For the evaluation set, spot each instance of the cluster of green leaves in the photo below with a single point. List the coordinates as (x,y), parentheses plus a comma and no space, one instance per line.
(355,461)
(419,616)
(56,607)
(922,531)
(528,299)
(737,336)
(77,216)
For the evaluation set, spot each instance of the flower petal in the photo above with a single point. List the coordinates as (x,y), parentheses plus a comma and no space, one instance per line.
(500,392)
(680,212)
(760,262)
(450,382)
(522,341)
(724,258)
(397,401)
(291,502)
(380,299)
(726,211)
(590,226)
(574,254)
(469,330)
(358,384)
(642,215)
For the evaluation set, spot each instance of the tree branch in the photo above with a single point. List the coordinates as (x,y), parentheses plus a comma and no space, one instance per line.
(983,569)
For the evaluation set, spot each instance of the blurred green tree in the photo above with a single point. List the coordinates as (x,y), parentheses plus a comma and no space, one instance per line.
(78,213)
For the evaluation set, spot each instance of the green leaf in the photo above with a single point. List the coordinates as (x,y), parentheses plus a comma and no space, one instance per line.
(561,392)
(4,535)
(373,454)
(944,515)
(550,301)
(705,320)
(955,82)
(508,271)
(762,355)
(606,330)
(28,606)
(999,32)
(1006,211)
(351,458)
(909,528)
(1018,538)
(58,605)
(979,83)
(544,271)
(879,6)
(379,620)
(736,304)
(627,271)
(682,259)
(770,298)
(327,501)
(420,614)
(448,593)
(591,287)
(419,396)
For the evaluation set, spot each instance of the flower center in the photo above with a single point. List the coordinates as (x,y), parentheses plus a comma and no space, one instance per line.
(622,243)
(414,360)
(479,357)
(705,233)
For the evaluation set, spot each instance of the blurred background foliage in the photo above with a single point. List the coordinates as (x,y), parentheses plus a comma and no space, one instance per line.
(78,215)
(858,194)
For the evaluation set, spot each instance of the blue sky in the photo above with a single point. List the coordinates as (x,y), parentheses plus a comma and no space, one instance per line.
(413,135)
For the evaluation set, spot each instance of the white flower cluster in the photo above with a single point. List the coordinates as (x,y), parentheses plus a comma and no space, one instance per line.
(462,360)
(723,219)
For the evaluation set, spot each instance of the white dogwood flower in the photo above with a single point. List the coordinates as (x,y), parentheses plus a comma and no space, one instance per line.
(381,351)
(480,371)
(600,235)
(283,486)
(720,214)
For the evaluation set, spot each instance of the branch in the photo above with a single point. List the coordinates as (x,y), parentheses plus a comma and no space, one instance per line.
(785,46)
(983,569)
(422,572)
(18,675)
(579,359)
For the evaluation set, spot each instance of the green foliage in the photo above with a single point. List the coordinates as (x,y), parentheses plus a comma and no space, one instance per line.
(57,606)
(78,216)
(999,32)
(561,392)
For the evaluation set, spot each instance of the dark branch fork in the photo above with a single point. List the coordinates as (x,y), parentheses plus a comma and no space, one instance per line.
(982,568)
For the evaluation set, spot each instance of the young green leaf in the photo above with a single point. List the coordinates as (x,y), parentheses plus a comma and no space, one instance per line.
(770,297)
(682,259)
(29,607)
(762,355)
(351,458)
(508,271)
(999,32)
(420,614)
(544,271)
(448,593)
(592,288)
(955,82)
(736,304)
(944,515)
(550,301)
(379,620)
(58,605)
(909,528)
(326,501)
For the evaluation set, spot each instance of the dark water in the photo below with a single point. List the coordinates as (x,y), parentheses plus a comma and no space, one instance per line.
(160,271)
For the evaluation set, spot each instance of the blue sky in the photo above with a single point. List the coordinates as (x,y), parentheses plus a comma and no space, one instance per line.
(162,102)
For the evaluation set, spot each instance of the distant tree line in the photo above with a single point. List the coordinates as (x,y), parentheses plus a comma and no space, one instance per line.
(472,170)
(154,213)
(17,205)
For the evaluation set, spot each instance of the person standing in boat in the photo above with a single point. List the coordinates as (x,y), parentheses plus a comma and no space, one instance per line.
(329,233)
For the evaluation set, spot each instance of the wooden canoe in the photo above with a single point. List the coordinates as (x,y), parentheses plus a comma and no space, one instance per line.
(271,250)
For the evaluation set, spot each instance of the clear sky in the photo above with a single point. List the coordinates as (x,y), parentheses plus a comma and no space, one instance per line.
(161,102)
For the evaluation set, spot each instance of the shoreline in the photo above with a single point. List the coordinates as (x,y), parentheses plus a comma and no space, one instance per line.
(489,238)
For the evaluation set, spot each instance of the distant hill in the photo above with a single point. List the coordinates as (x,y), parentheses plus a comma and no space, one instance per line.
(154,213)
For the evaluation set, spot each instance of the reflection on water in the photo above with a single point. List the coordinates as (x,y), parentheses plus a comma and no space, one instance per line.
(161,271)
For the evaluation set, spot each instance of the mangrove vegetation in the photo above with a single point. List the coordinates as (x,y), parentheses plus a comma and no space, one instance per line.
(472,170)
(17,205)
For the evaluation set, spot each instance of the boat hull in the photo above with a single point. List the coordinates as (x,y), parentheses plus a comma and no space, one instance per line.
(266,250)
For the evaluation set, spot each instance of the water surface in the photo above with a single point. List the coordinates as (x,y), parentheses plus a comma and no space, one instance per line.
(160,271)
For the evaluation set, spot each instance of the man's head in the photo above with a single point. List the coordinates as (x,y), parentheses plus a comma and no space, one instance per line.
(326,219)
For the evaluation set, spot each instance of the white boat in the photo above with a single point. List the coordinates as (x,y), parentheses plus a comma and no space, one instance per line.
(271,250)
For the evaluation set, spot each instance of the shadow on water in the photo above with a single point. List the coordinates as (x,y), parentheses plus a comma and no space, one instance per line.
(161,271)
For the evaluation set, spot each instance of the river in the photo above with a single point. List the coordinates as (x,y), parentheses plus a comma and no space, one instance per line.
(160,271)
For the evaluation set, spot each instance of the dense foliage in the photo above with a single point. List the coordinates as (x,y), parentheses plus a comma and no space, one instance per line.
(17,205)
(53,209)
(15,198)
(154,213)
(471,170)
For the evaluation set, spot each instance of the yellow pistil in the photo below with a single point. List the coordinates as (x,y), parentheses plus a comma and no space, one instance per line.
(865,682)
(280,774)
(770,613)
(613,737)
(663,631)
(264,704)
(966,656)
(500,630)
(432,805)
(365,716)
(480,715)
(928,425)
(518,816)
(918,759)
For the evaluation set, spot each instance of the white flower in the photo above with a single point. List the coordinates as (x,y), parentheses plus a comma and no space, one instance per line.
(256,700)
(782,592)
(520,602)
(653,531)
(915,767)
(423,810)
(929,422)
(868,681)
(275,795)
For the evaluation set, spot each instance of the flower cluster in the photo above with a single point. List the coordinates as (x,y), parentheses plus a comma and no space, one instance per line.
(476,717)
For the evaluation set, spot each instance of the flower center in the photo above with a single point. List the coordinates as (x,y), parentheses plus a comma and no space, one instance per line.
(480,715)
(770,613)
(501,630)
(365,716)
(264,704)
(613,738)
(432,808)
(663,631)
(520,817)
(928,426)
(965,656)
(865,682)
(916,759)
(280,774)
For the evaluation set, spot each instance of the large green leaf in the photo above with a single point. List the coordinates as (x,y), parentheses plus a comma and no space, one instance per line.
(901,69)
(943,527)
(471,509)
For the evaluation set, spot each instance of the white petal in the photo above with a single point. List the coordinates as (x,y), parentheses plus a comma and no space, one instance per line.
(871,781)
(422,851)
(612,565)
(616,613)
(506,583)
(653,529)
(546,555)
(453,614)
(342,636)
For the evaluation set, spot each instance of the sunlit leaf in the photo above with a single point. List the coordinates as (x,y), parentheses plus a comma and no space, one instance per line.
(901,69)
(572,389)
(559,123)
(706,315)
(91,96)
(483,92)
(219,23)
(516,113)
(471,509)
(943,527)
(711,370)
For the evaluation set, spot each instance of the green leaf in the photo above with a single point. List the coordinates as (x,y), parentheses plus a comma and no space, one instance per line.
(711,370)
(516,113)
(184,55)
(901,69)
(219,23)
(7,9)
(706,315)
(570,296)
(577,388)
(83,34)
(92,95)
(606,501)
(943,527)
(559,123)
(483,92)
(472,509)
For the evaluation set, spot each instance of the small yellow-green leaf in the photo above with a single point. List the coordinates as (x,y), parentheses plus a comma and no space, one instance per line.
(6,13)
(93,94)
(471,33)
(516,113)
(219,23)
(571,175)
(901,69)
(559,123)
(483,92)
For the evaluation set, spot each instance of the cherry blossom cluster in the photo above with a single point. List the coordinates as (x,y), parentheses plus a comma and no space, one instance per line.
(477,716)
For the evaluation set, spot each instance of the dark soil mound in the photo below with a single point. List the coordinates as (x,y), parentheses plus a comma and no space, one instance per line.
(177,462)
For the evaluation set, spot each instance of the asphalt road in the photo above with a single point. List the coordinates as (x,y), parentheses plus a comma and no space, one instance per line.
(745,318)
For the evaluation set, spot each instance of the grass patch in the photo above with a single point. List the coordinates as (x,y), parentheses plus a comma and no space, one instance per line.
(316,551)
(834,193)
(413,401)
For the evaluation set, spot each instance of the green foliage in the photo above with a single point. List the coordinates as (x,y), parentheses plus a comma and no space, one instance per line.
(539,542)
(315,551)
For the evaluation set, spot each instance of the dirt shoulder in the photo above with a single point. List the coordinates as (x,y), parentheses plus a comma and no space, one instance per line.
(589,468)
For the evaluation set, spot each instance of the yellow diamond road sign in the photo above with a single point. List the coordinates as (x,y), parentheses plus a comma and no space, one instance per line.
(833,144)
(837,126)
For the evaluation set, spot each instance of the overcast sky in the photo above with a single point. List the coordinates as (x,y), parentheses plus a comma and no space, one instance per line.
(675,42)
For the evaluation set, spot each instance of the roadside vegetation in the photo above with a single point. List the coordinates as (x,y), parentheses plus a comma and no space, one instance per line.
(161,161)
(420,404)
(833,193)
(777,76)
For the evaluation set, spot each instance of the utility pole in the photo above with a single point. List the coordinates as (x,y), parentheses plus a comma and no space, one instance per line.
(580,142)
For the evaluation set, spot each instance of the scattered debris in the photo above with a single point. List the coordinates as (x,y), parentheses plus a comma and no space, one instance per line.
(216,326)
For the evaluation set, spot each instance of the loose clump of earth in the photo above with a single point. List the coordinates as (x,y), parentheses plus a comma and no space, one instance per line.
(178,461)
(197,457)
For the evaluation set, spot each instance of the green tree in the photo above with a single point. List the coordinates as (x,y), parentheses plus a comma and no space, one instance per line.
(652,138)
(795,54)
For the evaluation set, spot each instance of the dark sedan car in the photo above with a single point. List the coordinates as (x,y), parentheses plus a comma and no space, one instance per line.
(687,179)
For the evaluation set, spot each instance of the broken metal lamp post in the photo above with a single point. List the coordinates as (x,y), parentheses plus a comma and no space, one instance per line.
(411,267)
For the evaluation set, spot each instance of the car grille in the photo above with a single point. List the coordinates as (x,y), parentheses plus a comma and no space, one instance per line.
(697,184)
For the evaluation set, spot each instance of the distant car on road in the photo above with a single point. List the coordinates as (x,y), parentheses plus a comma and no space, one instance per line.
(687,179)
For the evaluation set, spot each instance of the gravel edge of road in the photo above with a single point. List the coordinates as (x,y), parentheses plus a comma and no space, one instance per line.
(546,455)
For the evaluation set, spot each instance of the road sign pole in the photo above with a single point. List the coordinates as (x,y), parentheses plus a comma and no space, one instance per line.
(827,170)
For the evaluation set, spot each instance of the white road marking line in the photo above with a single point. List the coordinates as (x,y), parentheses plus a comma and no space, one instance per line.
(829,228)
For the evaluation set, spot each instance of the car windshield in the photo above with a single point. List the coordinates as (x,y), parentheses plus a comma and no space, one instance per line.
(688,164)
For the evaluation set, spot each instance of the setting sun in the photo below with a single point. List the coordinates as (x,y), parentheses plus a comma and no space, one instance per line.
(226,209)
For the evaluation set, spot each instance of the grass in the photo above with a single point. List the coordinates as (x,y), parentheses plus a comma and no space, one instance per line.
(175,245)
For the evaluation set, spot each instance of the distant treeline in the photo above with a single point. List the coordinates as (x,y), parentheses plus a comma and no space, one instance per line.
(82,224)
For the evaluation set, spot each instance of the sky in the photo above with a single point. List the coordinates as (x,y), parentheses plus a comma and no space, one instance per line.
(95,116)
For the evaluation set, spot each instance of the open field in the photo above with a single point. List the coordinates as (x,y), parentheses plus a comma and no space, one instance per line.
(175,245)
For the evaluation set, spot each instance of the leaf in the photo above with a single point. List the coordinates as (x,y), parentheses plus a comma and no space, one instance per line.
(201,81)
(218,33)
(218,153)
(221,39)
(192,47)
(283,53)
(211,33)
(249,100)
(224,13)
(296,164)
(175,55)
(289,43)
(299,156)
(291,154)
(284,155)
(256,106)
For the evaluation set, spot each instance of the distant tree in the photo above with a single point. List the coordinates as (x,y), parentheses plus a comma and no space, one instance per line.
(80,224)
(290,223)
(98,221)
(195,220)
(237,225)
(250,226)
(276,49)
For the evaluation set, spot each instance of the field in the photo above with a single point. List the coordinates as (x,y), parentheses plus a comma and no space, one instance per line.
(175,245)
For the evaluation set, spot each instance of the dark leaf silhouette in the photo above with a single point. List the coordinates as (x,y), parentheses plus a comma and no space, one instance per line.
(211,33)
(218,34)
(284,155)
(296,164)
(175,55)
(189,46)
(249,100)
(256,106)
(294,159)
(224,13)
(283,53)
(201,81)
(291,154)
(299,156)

• [YOUR GOAL]:
Print exactly the lines above, starting at the line that contains "For the evaluation set, spot each instance of the field" and ending with the last line of the records, both included.

• [SOLUTION FOR THIS EXERCISE]:
For the evaluation set, spot each instance of the field in the photo above with a single point. List the coordinates as (x,y), parentheses plus a comma and no space, one instance per line.
(175,245)
For the evaluation set, spot each instance of the dark leaf silhouette in the photo above with a single point. List the coordinates as (x,y), parentheses plus a comma and no space, one instance per line.
(211,33)
(218,34)
(284,155)
(296,164)
(175,55)
(189,46)
(249,100)
(256,106)
(294,159)
(224,13)
(283,53)
(201,81)
(291,154)
(299,156)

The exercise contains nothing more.